**What the task requires**
Make an exact copy of all the entries shown below.

::: Records supplied :::

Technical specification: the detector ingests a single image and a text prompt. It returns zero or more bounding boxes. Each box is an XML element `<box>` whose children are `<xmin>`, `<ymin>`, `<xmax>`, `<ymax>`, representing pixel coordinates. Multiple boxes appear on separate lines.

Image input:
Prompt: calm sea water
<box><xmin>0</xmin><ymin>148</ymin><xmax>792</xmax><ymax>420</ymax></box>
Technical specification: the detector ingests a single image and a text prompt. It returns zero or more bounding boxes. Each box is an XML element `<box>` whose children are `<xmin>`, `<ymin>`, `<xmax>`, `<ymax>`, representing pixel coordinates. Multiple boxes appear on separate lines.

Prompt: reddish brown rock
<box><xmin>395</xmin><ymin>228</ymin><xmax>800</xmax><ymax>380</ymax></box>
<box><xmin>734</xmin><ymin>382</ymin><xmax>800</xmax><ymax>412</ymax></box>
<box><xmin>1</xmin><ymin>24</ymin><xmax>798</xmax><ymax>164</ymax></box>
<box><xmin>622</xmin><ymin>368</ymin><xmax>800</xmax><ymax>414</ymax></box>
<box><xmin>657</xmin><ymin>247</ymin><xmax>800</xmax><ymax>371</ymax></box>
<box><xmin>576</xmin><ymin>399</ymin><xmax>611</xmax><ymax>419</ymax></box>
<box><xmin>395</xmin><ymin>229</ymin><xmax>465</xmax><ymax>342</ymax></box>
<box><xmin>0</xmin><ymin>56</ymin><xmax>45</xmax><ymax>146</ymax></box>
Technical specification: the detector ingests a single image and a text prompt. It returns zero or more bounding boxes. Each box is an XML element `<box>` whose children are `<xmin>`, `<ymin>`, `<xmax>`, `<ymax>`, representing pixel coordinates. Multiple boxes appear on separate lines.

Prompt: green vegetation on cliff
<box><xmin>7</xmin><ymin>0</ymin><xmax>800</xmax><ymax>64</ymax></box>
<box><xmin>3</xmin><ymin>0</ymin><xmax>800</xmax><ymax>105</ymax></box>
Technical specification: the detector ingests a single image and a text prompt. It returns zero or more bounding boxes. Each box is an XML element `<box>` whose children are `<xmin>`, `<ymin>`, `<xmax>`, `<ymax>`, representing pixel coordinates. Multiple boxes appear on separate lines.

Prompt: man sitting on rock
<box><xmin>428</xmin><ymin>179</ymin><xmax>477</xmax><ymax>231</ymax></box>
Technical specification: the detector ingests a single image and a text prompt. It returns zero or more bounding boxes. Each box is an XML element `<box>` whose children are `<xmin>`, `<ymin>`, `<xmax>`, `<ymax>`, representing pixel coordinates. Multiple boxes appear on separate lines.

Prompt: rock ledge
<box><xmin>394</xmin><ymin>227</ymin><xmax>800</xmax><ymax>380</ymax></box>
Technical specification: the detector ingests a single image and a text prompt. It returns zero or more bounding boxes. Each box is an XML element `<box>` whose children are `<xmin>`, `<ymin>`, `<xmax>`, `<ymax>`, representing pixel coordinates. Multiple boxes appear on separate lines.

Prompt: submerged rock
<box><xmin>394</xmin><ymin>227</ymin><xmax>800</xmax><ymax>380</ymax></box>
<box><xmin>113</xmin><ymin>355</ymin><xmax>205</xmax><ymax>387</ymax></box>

:::

**Your solution**
Technical specification: the detector ingests a single image and a text prompt. It returns zero or more bounding boxes. Each box is an XML element `<box>` whose children are `<xmin>`, `<ymin>`, `<xmax>`, `<ymax>`, representing pixel coordinates. Multiple boxes appear on separate lines.

Image input:
Prompt: calm sea water
<box><xmin>0</xmin><ymin>148</ymin><xmax>792</xmax><ymax>420</ymax></box>
Technical specification: the detector ingests a single image and a text prompt. It returns zero or more bounding boxes. Each box is an XML element `<box>` whose children are `<xmin>`, `<ymin>`, `<xmax>`, `<ymax>`, representing pixel coordinates. Multiple boxes appear on separate lines.

Prompt: reddish brown rock
<box><xmin>395</xmin><ymin>228</ymin><xmax>800</xmax><ymax>380</ymax></box>
<box><xmin>734</xmin><ymin>382</ymin><xmax>800</xmax><ymax>412</ymax></box>
<box><xmin>1</xmin><ymin>24</ymin><xmax>798</xmax><ymax>164</ymax></box>
<box><xmin>622</xmin><ymin>368</ymin><xmax>800</xmax><ymax>414</ymax></box>
<box><xmin>657</xmin><ymin>247</ymin><xmax>800</xmax><ymax>371</ymax></box>
<box><xmin>576</xmin><ymin>399</ymin><xmax>611</xmax><ymax>419</ymax></box>
<box><xmin>395</xmin><ymin>229</ymin><xmax>465</xmax><ymax>342</ymax></box>
<box><xmin>0</xmin><ymin>56</ymin><xmax>45</xmax><ymax>146</ymax></box>
Technical specification: the detector ingests a single image and a text prompt. It returns zero or more bounding boxes. Each box is an XML element `<box>` whose children are `<xmin>`, `<ymin>`, `<xmax>`, `<ymax>`, representing pixel coordinates. Multiple boxes appear on separate lines.

Prompt: green vegetation on cliff
<box><xmin>7</xmin><ymin>0</ymin><xmax>800</xmax><ymax>64</ymax></box>
<box><xmin>3</xmin><ymin>0</ymin><xmax>800</xmax><ymax>105</ymax></box>
Technical specification: the detector ingests a single image and a text prompt. It returns zero or more bounding boxes. Each box is an XML element `<box>` whose children are `<xmin>`, `<ymin>`, `<xmax>`, `<ymax>`, representing pixel coordinates. Multiple boxes appear on separate lines.

Prompt: man sitting on rock
<box><xmin>428</xmin><ymin>179</ymin><xmax>477</xmax><ymax>231</ymax></box>
Technical specification: the detector ingests a single image and a text prompt. It returns zero or more bounding boxes. Each box is an XML element `<box>` whose children are `<xmin>`, `<ymin>`, `<xmax>`, `<ymax>`, representing pixel coordinates. Multiple boxes appear on separate lines.

Prompt: rock ledge
<box><xmin>394</xmin><ymin>227</ymin><xmax>800</xmax><ymax>380</ymax></box>
Technical specification: the detector ingests a single image and a text prompt. It returns zero or more bounding boxes. Each box is an XML element `<box>` whose children are `<xmin>`, `<ymin>`, `<xmax>`, `<ymax>`, representing pixel coordinates. Multiple boxes appear on separate lines.

Prompt: submerged rock
<box><xmin>394</xmin><ymin>227</ymin><xmax>800</xmax><ymax>380</ymax></box>
<box><xmin>113</xmin><ymin>355</ymin><xmax>205</xmax><ymax>387</ymax></box>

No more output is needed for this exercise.